• _Problem description_: Copy the entries from the very start through the line containing "[333, 268, 640, 426]", replacing every "identify" with "locate" and leaving everything else unchanged.

(Entries from a box labeling dataset)
start

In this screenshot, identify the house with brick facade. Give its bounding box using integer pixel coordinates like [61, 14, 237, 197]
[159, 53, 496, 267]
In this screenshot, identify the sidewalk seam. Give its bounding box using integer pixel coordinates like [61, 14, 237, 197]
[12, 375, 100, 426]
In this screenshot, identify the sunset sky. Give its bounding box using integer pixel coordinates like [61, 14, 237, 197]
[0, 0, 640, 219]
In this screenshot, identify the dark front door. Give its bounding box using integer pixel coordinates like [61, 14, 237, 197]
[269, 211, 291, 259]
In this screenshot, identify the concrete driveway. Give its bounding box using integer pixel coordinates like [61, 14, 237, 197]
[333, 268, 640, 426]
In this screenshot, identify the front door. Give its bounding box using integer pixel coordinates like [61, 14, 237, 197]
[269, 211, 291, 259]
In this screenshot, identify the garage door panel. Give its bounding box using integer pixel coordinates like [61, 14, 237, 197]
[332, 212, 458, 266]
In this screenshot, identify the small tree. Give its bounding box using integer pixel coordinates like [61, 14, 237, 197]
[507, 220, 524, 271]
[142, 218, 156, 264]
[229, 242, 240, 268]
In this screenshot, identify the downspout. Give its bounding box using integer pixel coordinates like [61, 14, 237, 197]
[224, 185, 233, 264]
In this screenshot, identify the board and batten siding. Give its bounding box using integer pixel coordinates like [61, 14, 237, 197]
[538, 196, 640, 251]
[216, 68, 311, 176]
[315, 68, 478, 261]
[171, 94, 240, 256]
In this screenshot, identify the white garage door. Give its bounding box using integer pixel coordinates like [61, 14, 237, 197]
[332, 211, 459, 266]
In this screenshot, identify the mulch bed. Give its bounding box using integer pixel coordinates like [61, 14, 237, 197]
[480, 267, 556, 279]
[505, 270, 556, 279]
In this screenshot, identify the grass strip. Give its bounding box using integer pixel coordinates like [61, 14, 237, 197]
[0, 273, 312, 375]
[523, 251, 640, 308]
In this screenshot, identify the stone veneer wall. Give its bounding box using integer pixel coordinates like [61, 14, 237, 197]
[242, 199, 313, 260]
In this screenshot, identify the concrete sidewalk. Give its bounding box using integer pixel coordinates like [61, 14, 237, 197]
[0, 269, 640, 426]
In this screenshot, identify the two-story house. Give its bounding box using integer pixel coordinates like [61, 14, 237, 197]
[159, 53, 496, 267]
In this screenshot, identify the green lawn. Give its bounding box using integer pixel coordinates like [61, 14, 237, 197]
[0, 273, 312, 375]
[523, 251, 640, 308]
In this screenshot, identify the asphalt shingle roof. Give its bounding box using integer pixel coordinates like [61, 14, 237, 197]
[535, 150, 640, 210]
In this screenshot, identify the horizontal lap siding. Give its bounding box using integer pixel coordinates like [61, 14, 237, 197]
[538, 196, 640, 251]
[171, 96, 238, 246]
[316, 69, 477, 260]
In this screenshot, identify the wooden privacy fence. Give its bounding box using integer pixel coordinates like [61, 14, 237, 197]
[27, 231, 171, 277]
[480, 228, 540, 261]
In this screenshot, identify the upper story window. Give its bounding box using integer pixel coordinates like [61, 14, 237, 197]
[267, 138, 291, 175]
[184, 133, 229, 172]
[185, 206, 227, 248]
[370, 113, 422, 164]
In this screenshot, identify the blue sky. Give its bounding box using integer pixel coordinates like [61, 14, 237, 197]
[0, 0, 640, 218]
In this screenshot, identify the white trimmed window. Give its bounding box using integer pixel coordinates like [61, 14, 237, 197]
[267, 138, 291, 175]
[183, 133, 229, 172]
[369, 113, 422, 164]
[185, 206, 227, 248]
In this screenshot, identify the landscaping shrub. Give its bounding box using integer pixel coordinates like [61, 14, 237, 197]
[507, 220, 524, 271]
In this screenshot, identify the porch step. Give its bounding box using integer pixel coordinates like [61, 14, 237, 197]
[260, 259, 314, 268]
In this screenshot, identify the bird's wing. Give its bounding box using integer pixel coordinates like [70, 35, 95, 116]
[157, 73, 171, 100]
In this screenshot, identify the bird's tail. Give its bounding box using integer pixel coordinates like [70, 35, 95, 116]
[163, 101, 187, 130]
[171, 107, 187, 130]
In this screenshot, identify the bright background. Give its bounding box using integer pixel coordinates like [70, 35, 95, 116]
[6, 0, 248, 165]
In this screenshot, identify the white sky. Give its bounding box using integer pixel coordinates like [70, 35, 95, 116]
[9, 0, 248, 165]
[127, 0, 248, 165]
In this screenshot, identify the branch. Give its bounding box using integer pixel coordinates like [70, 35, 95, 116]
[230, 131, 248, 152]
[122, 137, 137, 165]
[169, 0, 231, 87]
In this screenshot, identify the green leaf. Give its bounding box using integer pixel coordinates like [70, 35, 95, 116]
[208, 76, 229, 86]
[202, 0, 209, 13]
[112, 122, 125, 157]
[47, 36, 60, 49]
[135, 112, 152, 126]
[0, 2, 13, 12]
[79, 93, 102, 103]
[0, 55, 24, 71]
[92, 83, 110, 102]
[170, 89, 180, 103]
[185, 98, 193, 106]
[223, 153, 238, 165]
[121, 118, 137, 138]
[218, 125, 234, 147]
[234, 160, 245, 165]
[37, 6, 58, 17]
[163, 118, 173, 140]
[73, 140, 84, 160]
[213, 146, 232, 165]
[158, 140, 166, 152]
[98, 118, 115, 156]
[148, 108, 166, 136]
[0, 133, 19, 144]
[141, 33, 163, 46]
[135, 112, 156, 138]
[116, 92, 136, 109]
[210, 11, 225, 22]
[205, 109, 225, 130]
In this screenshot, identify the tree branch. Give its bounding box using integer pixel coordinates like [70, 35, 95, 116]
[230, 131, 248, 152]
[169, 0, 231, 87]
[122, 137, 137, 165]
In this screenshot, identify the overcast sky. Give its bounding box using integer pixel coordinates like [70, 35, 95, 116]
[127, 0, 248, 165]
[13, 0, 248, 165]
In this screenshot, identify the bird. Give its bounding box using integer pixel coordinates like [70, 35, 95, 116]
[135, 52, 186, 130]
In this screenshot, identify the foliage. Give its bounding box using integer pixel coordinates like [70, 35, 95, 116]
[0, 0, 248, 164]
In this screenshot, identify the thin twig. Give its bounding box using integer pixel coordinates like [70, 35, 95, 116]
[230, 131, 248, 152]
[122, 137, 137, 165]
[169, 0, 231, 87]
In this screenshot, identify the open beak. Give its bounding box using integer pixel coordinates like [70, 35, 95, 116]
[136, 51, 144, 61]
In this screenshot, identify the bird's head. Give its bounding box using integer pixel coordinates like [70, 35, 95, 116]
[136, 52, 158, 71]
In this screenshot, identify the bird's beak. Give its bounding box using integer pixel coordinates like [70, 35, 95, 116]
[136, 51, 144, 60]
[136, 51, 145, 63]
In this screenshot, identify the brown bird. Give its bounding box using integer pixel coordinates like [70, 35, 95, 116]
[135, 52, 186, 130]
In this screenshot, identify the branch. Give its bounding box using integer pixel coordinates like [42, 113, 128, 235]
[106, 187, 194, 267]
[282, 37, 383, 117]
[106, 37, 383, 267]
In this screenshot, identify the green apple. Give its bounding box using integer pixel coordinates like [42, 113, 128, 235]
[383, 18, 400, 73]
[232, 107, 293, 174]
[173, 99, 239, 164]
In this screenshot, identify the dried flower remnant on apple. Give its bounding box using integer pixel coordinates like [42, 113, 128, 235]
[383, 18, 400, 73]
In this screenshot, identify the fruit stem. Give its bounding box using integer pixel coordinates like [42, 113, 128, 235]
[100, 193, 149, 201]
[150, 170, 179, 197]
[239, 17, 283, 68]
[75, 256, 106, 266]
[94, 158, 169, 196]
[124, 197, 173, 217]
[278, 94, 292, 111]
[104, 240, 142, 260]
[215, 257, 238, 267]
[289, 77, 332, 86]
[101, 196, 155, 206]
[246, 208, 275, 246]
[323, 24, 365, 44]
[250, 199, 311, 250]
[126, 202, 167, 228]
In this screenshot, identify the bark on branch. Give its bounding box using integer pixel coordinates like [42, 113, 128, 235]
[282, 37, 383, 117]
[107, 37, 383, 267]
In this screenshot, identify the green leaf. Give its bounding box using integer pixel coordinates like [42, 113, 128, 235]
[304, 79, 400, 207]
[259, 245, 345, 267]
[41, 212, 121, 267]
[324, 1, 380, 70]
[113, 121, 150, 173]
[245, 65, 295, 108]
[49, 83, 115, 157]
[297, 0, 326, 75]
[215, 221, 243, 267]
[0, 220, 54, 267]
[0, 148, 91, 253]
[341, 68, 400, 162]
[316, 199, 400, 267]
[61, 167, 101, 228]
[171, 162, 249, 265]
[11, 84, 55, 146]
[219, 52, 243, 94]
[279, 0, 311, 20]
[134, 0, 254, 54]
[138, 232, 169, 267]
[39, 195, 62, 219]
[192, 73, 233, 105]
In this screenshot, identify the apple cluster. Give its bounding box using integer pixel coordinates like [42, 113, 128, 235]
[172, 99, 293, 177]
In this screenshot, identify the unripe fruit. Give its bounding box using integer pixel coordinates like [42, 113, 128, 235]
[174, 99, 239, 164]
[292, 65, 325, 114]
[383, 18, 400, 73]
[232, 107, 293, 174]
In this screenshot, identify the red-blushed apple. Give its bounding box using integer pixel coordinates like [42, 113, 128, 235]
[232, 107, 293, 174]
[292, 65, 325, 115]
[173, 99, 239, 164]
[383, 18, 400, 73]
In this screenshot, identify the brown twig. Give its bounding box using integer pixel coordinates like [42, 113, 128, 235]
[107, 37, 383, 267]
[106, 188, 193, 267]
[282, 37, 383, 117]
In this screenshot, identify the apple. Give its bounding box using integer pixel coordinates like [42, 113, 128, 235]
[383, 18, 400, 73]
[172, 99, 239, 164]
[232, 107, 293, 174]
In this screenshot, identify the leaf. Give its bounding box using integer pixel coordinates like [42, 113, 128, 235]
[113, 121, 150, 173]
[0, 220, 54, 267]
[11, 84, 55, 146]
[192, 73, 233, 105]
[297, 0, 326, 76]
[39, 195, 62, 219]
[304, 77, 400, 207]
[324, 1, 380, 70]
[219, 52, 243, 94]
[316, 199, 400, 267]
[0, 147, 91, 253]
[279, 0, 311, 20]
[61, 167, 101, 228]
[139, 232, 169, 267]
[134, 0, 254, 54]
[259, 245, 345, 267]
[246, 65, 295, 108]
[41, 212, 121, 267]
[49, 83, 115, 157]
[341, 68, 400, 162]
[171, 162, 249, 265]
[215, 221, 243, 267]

end

• _Expected answer_:
In this screenshot, locate the house with brick facade. Give its bounding box using integer pixel coordinates like [61, 14, 237, 197]
[159, 53, 496, 267]
In this screenshot, locate the sidewalk seam. Give its bounding box using integer pixel coordinates like [61, 14, 237, 197]
[12, 375, 100, 426]
In this screenshot, locate the sunset sky. Give its bounding box using integer pixel coordinates like [61, 14, 237, 197]
[0, 0, 640, 219]
In this screenshot, locate the dark front door. Give its bounding box using integer pixel coordinates like [61, 14, 237, 197]
[269, 211, 291, 259]
In this screenshot, locate the concrete driveway. Give its bounding box using integer pixel coordinates like [61, 14, 237, 197]
[333, 268, 640, 426]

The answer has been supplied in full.